**Verilen metin**.
((
"İçtihat Metni"
İNCELENEN KARARIN
MAHKEMESİ : Antalya Bölge Adliye Mahkemesi 12. Hukuk Dairesi
SAYISI : 2021/1311 E., 2021/2635 K.
Taraflar arasında açılan İİK 94. maddesi yetki belgesine dayanılarak açılan tapu iptali ve tescil davasından dolayı yapılan yargılama sonunda mahkemece davanın reddine karar verilmiştir.
Kararın davacı vekili tarafından istinaf edilmesi üzerine, Bölge Adliye Mahkemesince başvurunun esastan reddine karar verilmiştir.
Bölge Adliye Mahkemesi kararı davacı vekili tarafından temyiz edilmekle; kesinlik, süre, temyiz şartı ve diğer usul eksiklikler yönünden yapılan inceleme sonucunda, temyiz dilekçesinin kabulüne karar verildikten ve Tetkik Hakimi tarafından hazırlanan rapor dinlendikten sonra dosyadaki belgeler incelenip gereği düşünüldü:
I. DAVA
Davacı vekili dava dilekçesinde; davalı borçlu Karacaoğulları Ltd.Şti. aleyhine Antalya 2. İcra Müdürlüğünün 2019/1452 Esas ve 2019/1454 Esas sayılı dosyaları üzerinden kambiyo senetlerine mahsus haciz yolu ile takip başlattıklarını, alacağın tahsil edilmediğini, borçlu adına tapu iptal ve tescil davası açmak üzere icra müdürlüğünden yetki aldıklarını, borçlu Karacaoğulları Ltd.Şti. ile diğer davalı arsa sahibi ... arasında Antalya 14. Noterliğinin 17/03/2016 tarih ve 07025 yevmiye numaralı düzenleme şeklinde taşınmaz satış vaadi ve arsa payı karşılığı inşaat sözleşmesi yapıldığını, yüklenici borçlunun sözleşmeden kaynaklanan borçlarını ifa ettiğini, sözleşme gereğince yükleniciye verilmesi gereken bağımsız bölümlerin halen arsa sahibi Turgut Kaçar adına kayıtlı olduğunu beyanla davalılar arasında akdedilen arsa payı karşılığı inşaat sözleşmesi gereğince yüklenici firmanın payına düşen ancak halen tapuda davalı arsa sahibi adına kayıtlı görünen bağımsız bölümlerin Antalya 2. İcra Müdürlüğünün 2019/1452 Esas ve 2019/1454 Esas sayılı icra takip dosyalarındaki alacaklarını karşılayacak şekilde İİK'nın madde 94. gereğince haciz ve satış yetkisi verilmesini aksi takdirde tapuların iptali ile yüklenici borçlu Karacaoğulları Ltd.Şti. adına tesciline karar verilmesini talep etmiştir.
))
**Gösterilen satırlar**.
((
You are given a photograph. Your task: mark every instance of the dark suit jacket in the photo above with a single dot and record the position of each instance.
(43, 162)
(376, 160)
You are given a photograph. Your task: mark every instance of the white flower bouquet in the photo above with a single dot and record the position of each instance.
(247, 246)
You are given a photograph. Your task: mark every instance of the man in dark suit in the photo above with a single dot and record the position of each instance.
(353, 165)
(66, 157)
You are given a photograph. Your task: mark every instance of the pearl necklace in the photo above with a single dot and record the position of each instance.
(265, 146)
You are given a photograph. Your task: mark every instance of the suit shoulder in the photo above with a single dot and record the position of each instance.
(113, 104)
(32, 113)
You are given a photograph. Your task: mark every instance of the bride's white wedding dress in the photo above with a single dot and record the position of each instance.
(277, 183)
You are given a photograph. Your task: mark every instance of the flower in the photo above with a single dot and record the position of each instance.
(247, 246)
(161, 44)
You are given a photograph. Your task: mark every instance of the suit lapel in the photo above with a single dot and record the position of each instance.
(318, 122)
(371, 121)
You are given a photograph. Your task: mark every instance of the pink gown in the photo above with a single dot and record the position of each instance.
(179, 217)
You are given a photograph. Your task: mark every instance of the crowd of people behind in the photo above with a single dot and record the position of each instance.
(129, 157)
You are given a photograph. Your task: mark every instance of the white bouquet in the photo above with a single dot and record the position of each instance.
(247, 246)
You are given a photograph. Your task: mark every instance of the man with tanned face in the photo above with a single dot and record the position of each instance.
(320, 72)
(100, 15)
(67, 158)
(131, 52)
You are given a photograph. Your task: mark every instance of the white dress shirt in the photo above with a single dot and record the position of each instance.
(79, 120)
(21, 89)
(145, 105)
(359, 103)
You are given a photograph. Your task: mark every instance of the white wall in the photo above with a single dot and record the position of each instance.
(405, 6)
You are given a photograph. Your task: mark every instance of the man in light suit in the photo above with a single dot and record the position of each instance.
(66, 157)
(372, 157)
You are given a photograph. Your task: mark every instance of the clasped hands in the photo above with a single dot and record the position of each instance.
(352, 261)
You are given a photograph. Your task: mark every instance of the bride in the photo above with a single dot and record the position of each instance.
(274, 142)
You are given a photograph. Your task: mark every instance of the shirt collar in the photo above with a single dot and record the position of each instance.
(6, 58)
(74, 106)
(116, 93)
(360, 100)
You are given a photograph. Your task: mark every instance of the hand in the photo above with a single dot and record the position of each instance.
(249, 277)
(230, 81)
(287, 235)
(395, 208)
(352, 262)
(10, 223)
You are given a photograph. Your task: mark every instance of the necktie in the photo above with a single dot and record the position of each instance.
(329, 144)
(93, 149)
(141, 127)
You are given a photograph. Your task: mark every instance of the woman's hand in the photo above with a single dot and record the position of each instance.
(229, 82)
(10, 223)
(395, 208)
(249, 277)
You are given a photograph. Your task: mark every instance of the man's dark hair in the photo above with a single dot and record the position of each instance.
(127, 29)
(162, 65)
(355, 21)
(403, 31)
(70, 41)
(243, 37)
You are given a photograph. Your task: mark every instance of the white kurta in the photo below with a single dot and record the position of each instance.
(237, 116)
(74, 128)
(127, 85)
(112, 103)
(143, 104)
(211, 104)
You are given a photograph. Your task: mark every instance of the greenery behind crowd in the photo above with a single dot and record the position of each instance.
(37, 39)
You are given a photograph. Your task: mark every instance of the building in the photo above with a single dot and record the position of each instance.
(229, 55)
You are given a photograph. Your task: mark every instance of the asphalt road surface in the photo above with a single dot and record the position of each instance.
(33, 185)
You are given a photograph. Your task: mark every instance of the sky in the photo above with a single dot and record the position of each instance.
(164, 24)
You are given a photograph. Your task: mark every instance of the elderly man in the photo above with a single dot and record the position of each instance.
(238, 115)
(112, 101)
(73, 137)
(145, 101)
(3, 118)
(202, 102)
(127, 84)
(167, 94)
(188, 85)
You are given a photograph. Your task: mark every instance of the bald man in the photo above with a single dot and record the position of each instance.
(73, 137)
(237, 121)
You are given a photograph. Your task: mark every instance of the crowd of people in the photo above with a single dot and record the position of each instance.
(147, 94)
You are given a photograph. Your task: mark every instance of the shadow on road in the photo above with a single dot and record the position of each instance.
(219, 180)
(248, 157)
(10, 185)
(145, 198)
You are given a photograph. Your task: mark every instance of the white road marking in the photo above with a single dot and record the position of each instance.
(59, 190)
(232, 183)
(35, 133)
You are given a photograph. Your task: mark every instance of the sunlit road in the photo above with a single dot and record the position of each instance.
))
**Görev A**. Verilen metne göre borçlu şirket ile arsa sahibi arasındaki sözleşme hangi noterlikte düzenlenmiştir?
**Görev B**. Verilen metne göre temyiz dilekçesi hangi yönlerden incelenmiştir? Tamamını sıralayın.
**Görev C**.
Verilen metinle karşılaştırıldığında aşağıdaki ifadeler doğru mu? Her biri için evet ya da hayır deyin ve metinden belirleyici sözleri aynen alıntılayın.
(i) İlk derece mahkemesi davanın reddine karar vermiştir.
(ii) Bölge Adliye Mahkemesi istinaf başvurusunu kabul etmiştir.
(iii) Davacı, icra takibini kambiyo senetlerine mahsus haciz yoluyla başlatmıştır.

**Görev yanıtı A**. Antalya 14. Noterliğinde.

**Görev yanıtı B**. Kesinlik, süre, temyiz şartı ve diğer usul eksiklikler.

**Görev yanıtı C**.
(i) Evet: "mahkemece davanın reddine karar verilmiştir"
(ii) Hayır: "Bölge Adliye Mahkemesince başvurunun esastan reddine karar verilmiştir"
(iii) Evet: "kambiyo senetlerine mahsus haciz yolu ile takip başlattıklarını"